EXTRACT TO READ -
══════

Saturday, December 31, 2016


Gary Larson is a funny man. I've read volumes and volumes of Far Side comics, which I started collecting from book fairs as a child, but I had never read There's a Hair in my Dirt until a link to the book as a PDF crossed my Tumblr dashboard.

The book is a funny, somewhat mean exploration of the problems that arise from people who want to take care of the world but know nothing about it. It follows the story of Princess Harriet, a beautiful lady who is keen to interact with the nature around her but who consistently gets things wrong because she tries to support cute, pretty creatures and save little cuddly animals but is disgusted with snakes and slimy things. She has a big footprint in her little natural world but almost everything that she does makes a negative impact on the world around her.

She tries to rescue a turtle crossing the road and ends up drowning what was really a tortoise, she feeds the cute animals in her forest and ends up supporting an invasive species that drives out the local animals, and finally she rescues a mouse from a "mean" snake. She ends up getting hantavirus from the mouse because she didn't realize that snakes are a valuable form of pest control that's much more helpful than harmful to humans who share environments with wildlife. It is the hair of dead Princess Harriet that is in stuck in a pile of dirt that serves as dinner for a little worm-boy; the story is framed by by his worm father recounting the tale of Harriet after his son complains about a hair in his dirt.

══════

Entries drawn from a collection

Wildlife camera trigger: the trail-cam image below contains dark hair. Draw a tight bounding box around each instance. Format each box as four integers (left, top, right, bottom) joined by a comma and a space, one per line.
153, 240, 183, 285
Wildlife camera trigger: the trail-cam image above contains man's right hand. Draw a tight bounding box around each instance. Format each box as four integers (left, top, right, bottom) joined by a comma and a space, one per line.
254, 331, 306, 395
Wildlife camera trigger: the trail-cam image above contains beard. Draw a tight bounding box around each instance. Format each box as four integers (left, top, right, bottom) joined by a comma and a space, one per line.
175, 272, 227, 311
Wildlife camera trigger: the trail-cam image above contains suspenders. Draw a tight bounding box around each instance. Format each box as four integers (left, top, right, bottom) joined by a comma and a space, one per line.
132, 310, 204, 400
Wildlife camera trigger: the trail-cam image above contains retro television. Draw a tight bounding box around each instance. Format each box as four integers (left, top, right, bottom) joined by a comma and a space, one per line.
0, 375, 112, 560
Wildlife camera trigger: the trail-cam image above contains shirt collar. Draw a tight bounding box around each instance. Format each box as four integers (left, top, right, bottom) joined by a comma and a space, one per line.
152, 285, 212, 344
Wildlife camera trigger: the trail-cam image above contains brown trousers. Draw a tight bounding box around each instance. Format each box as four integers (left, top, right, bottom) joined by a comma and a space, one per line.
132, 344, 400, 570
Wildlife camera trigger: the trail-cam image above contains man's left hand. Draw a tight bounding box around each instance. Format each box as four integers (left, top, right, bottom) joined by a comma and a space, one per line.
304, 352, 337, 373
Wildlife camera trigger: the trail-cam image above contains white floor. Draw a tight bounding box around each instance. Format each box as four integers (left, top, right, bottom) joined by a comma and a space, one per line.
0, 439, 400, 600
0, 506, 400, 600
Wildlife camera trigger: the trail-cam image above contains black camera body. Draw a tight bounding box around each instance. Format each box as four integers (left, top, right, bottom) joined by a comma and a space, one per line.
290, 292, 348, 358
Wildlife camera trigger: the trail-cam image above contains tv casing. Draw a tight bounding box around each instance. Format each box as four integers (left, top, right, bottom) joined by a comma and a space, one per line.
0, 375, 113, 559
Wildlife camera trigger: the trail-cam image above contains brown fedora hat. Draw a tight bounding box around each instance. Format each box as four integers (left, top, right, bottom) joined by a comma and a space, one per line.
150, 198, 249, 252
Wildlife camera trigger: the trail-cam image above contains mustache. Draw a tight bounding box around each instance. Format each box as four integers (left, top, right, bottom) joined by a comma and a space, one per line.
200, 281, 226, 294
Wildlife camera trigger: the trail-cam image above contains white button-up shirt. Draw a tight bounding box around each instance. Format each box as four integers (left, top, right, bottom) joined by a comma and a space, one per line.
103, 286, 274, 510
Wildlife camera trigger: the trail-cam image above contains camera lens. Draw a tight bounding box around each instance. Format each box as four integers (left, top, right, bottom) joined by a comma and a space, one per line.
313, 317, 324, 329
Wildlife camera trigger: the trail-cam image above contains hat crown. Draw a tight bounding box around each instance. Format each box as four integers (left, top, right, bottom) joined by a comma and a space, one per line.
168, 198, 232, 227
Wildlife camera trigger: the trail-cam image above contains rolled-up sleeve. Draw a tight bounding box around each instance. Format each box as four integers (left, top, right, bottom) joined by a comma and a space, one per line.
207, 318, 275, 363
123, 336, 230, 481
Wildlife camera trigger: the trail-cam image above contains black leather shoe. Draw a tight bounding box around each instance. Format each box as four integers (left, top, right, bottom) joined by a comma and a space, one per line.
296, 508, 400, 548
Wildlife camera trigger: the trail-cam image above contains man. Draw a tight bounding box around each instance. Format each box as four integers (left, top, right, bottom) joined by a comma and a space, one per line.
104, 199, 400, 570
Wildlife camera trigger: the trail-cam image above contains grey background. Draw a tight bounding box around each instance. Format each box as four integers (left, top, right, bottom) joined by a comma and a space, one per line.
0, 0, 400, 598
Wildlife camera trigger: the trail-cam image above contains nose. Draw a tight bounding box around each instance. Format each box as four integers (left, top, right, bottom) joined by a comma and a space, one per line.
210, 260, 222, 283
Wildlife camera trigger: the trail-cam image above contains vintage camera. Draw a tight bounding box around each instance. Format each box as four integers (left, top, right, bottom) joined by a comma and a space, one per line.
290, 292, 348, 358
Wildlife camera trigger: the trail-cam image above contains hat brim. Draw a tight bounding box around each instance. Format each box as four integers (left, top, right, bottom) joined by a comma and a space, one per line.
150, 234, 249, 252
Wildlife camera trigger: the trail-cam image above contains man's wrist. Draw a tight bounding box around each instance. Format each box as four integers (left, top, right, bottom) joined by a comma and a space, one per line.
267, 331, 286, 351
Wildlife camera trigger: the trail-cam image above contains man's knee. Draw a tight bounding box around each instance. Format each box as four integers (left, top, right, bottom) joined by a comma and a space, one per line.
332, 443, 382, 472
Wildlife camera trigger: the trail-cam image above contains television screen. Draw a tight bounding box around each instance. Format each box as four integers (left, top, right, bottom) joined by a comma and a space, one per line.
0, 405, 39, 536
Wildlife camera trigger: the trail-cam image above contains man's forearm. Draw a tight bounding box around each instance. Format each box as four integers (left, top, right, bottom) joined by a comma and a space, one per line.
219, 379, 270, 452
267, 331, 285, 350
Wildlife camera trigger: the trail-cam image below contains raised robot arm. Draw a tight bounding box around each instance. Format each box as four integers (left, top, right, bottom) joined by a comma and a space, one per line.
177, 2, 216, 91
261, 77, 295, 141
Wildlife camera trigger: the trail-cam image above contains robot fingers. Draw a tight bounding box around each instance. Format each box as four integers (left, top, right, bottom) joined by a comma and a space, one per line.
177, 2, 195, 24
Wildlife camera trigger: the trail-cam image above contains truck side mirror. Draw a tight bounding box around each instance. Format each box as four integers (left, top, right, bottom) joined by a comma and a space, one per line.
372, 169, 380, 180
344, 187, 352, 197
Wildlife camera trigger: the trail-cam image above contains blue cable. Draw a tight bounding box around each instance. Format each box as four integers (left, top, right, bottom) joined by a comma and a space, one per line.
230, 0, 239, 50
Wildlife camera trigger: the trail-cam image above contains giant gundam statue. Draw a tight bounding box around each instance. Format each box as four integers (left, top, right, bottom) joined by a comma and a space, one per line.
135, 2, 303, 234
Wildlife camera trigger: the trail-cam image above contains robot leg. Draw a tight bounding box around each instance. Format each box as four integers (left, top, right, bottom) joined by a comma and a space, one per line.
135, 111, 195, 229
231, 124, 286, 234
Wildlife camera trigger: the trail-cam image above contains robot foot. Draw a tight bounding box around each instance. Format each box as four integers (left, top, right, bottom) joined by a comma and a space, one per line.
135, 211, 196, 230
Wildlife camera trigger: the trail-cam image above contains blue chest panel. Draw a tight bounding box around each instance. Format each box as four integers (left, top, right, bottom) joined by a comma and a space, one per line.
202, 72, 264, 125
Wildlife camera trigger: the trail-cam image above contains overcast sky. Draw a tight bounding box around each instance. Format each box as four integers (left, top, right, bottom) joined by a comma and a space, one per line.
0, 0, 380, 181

══════

EXERCISES -
- A) Rewrite the post about There's a Hair in my Dirt, starting at "Gary Larson is" and ending at "world around her.", with "Tumblr" replaced by "Facebook".
- B) List every specific kind of animal named in the post about There's a Hair in my Dirt.
- C) Take the post about There's a Hair in my Dirt further, continuing from its final sentence.
None of this material is needed.

RESULTS BY TASK -
- A)
Gary Larson is a funny man. I've read volumes and volumes of Far Side comics, which I started collecting from book fairs as a child, but I had never read There's a Hair in my Dirt until a link to the book as a PDF crossed my Facebook dashboard.

The book is a funny, somewhat mean exploration of the problems that arise from people who want to take care of the world but know nothing about it. It follows the story of Princess Harriet, a beautiful lady who is keen to interact with the nature around her but who consistently gets things wrong because she tries to support cute, pretty creatures and save little cuddly animals but is disgusted with snakes and slimy things. She has a big footprint in her little natural world but almost everything that she does makes a negative impact on the world around her.

- B) turtle, tortoise, snake, mouse, worm

- C)
It is a little bit cruel, the worm family revels in the demise of Princess Harriet, but nature is cruel - or at least indifferent, and that's the main message of the book. You need to learn about nature because nature has no interest in taking care of you.

I think the main audience for this book is a lot like the kid I was when I was buying the Larson collections - a bright kid with an interest in science who also cackled over gross-out humor and is a bit morbid. I'm sure there are lots of kids out there who would really enjoy reading There's A Hair in my Dirt (the fact that it's a graphic novel of sorts might help) but it's got a message that's worthwhile for a lot of adults to internalize as well.

     - Alli

Larson, Gary. There's a Hair in my Dirt. Harper Perennial. New York: New York. 1998.